* START SELECTED PASSAGE *

Three points. Yes, and that's considered. So when you consider all of that, Mexico, Brazil, we're expecting roughly the same profitability this year. Roughly. And I think this guidance was given in October by Brazil. We reiterate the guidance of Mexico, Brazil, somewhere around 20%, 21% return on tangible equity. [Foreign Language]
[Foreign Language]
I think that's -- so José Antonio says he's fine, so next.
The next question comes from Benjamin Toms from RBC.
Firstly, on Poland, can you give us an update on Polish Swiss franc mortgage litigation? Did you take a provision in the quarter? And secondly, the ECB hosted call yesterday on SREP requirements. In the call, they stated that the average Pillar 2G for G-SIBs in universal banks was 1%. I know you're not allowed to tell us your Pillar 2G, but is there any reason why Santander wouldn't be in line with the average G-SIB in universal banks? Could Santander in fact be any better than average due to the relatively strong performances in the stress tests?
So I will let José Antonio answer on Poland. But on ECB, the SREP, obviously, we cannot comment on P2G, but it's clear that Santander has delivered through the cycle, more predictable, more sustainable growth. The diversification works across 25, 20 and 5 years. That's all I can say. But obviously, the G-SIFI is the difference. And so it doesn't necessarily have to be the same SREP requirements. We cannot say anything, right? Good. So we cannot say more than that, but we do -- I mean I might say, we are seeing a bit of a change in the tone, and there's a Pillar 2 change that will come into effect at the beginning of next year which was obviously a benefit -- would be a benefit for most banks, including ourselves. And Poland?
Well, in relation with the Swiss franc portfolio, we have a portfolio in Poland of around CHF 2.6 billion portfolio, CHF 2 billion in the bank, CHF 600 million in the consumer finance operation. After the ECB court ruling in September 2018, the final outcome will be decided by -- on a case-by-case basis by the courts. As a matter of fact, the rulings we have had till now in the courts that are a small number, around 30 cases. We won around 2/3 of this and 1/3 were in favor of the customer. So we took a provision in the fourth quarter that I think cover us for the current expectations. So it's what I can -- we can say at this time. We're going to see on a case-by-case basis what happens in the courts in the coming years. But we feel comfortable with the provision we took at the end of the year.
The next question comes from Mario Ropero from Fidentiis.
The first one is about the cost-to-income in Spain, excluding trading income. It seems still very weak. So a couple of issues related to that. Could you help us understand when you expect stabilization in the top line in Spain? And please, could you give more details on cost savings in Spain next year -- well, next year -- current year 2020? And then finally, in Spain, again. Could you give us some color on the impairments in Spain? I mean your NPL ratio is still very high, coverage below peers. So there is an obvious trade-off between accelerating the reduction of NPLs and impairments. Could you give us some clarity on impairments?

* END SELECTED PASSAGE *
* START GIVEN INFORMATION *

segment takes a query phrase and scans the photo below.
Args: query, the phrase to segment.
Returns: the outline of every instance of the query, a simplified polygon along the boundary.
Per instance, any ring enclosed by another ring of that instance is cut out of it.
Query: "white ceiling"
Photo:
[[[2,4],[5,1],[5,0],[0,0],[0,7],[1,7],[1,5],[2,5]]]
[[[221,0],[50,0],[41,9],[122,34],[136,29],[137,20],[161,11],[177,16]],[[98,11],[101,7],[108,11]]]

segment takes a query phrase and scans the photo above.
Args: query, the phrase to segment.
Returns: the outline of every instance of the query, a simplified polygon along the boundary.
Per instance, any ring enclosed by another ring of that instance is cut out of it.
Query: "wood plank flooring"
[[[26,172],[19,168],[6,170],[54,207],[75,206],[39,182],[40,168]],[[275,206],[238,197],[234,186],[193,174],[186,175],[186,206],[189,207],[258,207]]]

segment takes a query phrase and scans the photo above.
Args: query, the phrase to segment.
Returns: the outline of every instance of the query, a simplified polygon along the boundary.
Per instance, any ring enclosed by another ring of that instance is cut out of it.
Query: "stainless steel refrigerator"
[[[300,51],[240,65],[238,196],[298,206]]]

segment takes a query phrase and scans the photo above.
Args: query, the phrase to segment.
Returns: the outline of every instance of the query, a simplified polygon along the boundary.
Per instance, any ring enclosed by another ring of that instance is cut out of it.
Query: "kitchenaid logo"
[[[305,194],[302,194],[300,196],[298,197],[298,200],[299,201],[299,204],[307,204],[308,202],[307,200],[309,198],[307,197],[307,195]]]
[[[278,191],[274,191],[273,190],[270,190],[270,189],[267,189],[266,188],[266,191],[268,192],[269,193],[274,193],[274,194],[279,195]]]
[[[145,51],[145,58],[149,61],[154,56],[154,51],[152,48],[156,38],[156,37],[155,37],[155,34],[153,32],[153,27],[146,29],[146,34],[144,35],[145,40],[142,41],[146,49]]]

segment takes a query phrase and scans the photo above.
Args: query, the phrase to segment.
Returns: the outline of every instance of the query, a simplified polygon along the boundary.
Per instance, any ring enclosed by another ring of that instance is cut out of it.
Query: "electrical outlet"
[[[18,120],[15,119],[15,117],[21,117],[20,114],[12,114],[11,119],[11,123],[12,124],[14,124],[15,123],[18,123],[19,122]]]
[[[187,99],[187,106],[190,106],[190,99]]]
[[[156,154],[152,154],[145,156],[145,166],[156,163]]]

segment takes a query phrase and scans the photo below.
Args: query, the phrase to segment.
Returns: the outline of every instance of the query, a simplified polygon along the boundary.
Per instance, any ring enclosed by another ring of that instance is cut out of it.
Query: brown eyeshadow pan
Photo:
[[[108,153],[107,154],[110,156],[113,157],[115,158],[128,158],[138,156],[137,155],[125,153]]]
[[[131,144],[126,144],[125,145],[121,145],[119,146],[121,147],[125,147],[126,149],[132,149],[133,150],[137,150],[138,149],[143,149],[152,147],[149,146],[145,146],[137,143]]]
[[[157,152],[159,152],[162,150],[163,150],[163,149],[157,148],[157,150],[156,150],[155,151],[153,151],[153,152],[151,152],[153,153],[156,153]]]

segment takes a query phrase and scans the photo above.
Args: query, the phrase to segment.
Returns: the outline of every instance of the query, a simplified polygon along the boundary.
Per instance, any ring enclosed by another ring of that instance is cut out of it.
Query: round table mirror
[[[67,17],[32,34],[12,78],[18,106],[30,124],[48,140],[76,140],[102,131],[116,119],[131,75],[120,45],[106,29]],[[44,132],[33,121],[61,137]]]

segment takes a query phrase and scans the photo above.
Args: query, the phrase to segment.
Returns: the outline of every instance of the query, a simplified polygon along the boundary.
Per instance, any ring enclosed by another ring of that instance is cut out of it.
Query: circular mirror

* END GIVEN INFORMATION *

** REQUIRED ACTIONS **
1/ In the earnings call transcript, about how many court rulings on the Polish Swiss franc mortgages had there been so far?
2/ Write out the earnings call transcript between "So I will let" and "ourselves. And Poland?", inclusive.
3/ Continue the earnings call transcript from the point where it stops.

** RESPONSES TO THE TASKS **
1/ Around 30 cases.

2/
So I will let José Antonio answer on Poland. But on ECB, the SREP, obviously, we cannot comment on P2G, but it's clear that Santander has delivered through the cycle, more predictable, more sustainable growth. The diversification works across 25, 20 and 5 years. That's all I can say. But obviously, the G-SIFI is the difference. And so it doesn't necessarily have to be the same SREP requirements. We cannot say anything, right? Good. So we cannot say more than that, but we do -- I mean I might say, we are seeing a bit of a change in the tone, and there's a Pillar 2 change that will come into effect at the beginning of next year which was obviously a benefit -- would be a benefit for most banks, including ourselves. And Poland?

3/
Yes. Let me just take that and then José Antonio please, if you can complement. But I understand Spain this year, cost-to-income was 53%, which is actually not that bad if you consider negative rates and where other banks, including the -- some of the large American banks are. But we certainly aim to improve that. And the cost savings for next year will continue. I think we're aiming for something like mid-single digit.But remember that the key numbers are Europe because we have a number of transversal across the group European initiatives. So that is what matters now. I mean that is the great strength of Santander. It's not a Spanish bank, it's not a U.K. bank, it's a European bank with about EUR 11 billion, I think, we closed in 2018. And we've said we'd reduce EUR 1 billion, EUR 1.2 billion over the next few years. So there are very significant savings coming in of that EUR 1 billion next year much more than this year. I mean in this year, it was about EUR 200 billion. We did have a change in perimeter this year. We're not expecting that for next year, I understand, but José Antonio, maybe you can help me there. So you can see not just Spain but Europe coming down significantly in the cost base next year. Impairments, I mean -- and NPLS, all of this obviously comes in great measure by Popular. Do you want to comment on those, please?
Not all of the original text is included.